Working line by line, output the entries below exactly as they appear.

————————

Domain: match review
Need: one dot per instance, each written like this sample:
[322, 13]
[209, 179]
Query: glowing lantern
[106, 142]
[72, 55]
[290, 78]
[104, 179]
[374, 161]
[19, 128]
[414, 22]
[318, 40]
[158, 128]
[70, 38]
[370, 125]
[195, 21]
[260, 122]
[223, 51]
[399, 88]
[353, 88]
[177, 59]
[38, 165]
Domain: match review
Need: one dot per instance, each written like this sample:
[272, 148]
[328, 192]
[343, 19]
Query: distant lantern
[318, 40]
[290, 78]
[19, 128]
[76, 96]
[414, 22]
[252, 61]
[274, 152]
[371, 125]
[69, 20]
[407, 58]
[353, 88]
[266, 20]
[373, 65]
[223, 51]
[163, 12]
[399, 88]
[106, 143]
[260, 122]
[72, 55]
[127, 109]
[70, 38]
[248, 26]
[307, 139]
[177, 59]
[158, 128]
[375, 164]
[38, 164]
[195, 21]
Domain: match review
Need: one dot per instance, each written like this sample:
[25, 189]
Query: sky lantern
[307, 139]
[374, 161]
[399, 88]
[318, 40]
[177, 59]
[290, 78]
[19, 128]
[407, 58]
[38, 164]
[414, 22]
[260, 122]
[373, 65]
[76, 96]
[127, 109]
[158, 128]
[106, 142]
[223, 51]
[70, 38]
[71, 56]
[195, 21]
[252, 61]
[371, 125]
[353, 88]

————————

*Completed exercise*:
Domain: match review
Need: one dot per instance, each written like this sample:
[322, 13]
[209, 179]
Query: glowing lantern
[106, 142]
[72, 55]
[290, 78]
[104, 179]
[374, 161]
[19, 128]
[414, 22]
[318, 40]
[158, 128]
[70, 38]
[370, 125]
[195, 21]
[260, 122]
[223, 51]
[399, 88]
[353, 88]
[177, 59]
[38, 165]
Domain: match review
Need: one dot per instance, each written like this sample:
[272, 148]
[328, 192]
[343, 19]
Query: distant lantern
[318, 40]
[290, 78]
[19, 128]
[76, 96]
[414, 22]
[252, 61]
[274, 152]
[371, 125]
[69, 20]
[407, 58]
[353, 88]
[266, 20]
[373, 65]
[223, 51]
[163, 12]
[399, 88]
[106, 143]
[260, 122]
[72, 55]
[127, 109]
[70, 38]
[248, 26]
[307, 139]
[177, 59]
[158, 128]
[375, 164]
[38, 164]
[195, 21]
Domain: match review
Need: one dot per instance, each written like this sample:
[25, 189]
Query: sky lantern
[307, 139]
[374, 161]
[399, 88]
[318, 40]
[177, 59]
[290, 78]
[19, 128]
[407, 58]
[38, 164]
[414, 22]
[260, 122]
[373, 65]
[76, 96]
[127, 109]
[158, 128]
[106, 142]
[223, 51]
[70, 38]
[71, 56]
[195, 21]
[252, 61]
[371, 125]
[353, 88]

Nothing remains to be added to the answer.